* **TEXT PROVIDED**:
▼
Posted by K.M. Das
Last week the Washington Post reported that the FBI has built a database with more than 659 million records. FBI officials identified the database, culled from 50 FBI and other government agency sources, as one of the most powerful data analysis tools available to law enforcement and counterterrorism agents. The database, known as the Investigative Data Warehouse, was launched in January 2004, but demonstrated by FBI officials as criticism that the FBI’s technology—in fact the technology used by the federal government as a whole—is outdated and failing as the fifth anniversary of September 11, 2001, approaches.
Reading the Washington Post’s report on Gurvais Grigg’s, acting director of FBI’s Foreign Terrorist Tracking Task Force, typing in “Mohammad Atta” and “flight training” and pulling up 250 articles relating to Atta makes one wonder whether intrinsically a database can ever be anything but reactive. (An aside: a Google search for “Mohammad Atta flight training” pulls up 281,000 hits.) Being able to identify Atta five years after the September 11 attacks has the same reactive feel as TSA preventing people from traveling with liquids after British law enforcement agencies arrested 24 people suspected of plotting to use liquid explosives two blown up planes a few weeks back, although TSA and DHS has been working on machines to detect liquid explosives for a number of years.
Another concern that arises with a database this size is how much misinformation it contains and how difficult it is or will be to get the record straightened out. Those of you who listened to This American Life’s September 2, 2006, segment on Shaheen and his attempts to get this name off “terrorist watch lists” or who have ever attempted to get an incorrect entry cleared from your credit report, will appreciate the enormity of ever attempting to get an incorrect entry in the Investigative Data Warehouse purged.
As reported by the Washington Post, others have identified other security concerns with the database. However, the thing that stuck out the most for me was that 13,000 agents and analysts submit an average of 1 million queries a month. I have absolutely no doubt that most, if not all, of the agents and analysts are using the database for perfectly legitimate reasons almost all of the time. The problem is that with 659 million records being searched a million times a month, the temptation to run a few not-quite-so-legitimate searches must be overwhelming. After all, who hasn’t run their own names through Google or Zillowed their own houses. The fact that the Evening Standard reported that Britain’s Identity and Passport Service has had to fire four staffers for running improper searches on the National Identity Register—which is meant to provide access to each British resident’s health, financial and police records by 2008—the same week that the FBI demonstrated the Investigative Data Warehouse only adds to my concern.
I recognize that a database such as the Interactive Data Warehouse is not only necessary, but--with the proliferation of data and databases containing immense amount of information about each of us--is only inevitable. It is also likely to be an aid to law enforcement. But one wonders what happens when the database gets hacked—the Britain’s Identity and Passport Service’s databases have been breached on an average of once every year since 2001—and more importantly one wonders “quis custodiet ipsos custodes.”
▲
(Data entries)
▼
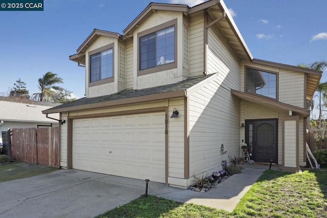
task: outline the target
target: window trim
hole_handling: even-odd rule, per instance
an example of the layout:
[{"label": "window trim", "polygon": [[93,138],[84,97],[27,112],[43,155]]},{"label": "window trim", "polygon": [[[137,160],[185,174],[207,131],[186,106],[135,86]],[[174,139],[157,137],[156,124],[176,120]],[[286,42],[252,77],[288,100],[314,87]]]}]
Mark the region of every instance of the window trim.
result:
[{"label": "window trim", "polygon": [[[276,75],[276,98],[274,99],[272,98],[270,98],[270,97],[268,97],[268,96],[265,96],[265,95],[263,95],[262,94],[257,94],[256,93],[253,93],[253,92],[251,92],[250,91],[248,91],[247,88],[247,69],[248,68],[250,68],[250,69],[255,69],[256,70],[260,70],[260,71],[262,71],[264,72],[268,72],[269,74],[273,74]],[[279,89],[279,73],[278,72],[275,72],[275,71],[273,71],[272,70],[267,70],[266,69],[263,69],[263,68],[258,68],[258,67],[252,67],[251,66],[244,66],[244,69],[245,69],[245,71],[244,71],[244,92],[246,92],[246,93],[248,93],[251,94],[254,94],[257,96],[260,96],[260,97],[262,98],[264,98],[265,99],[271,99],[272,100],[274,100],[274,101],[278,101],[278,99],[279,99],[279,92],[278,90]]]},{"label": "window trim", "polygon": [[[114,81],[114,43],[109,44],[107,45],[100,47],[98,49],[88,52],[88,87],[98,86],[106,83],[112,83]],[[97,80],[94,82],[90,82],[91,80],[91,56],[100,53],[102,51],[108,49],[112,49],[112,77],[108,78]]]},{"label": "window trim", "polygon": [[[139,39],[140,38],[145,36],[147,35],[155,33],[159,30],[163,30],[165,28],[174,26],[175,27],[175,61],[172,63],[169,63],[162,65],[156,66],[153,67],[139,69]],[[160,25],[154,27],[152,28],[145,30],[139,33],[137,33],[137,76],[146,75],[147,74],[152,74],[153,72],[159,72],[160,71],[167,70],[168,69],[174,69],[177,67],[177,18],[174,19],[166,22]]]}]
▲
* **PROMPT A**:
According to the post on the FBI database, when was the Investigative Data Warehouse launched?
* **PROMPT B**:
List every news outlet or broadcast program that the post on the FBI database cites as a source of reporting.

* **OUTPUT A**:
It was launched in January 2004.

* **OUTPUT B**:
The Washington Post, This American Life, and the Evening Standard.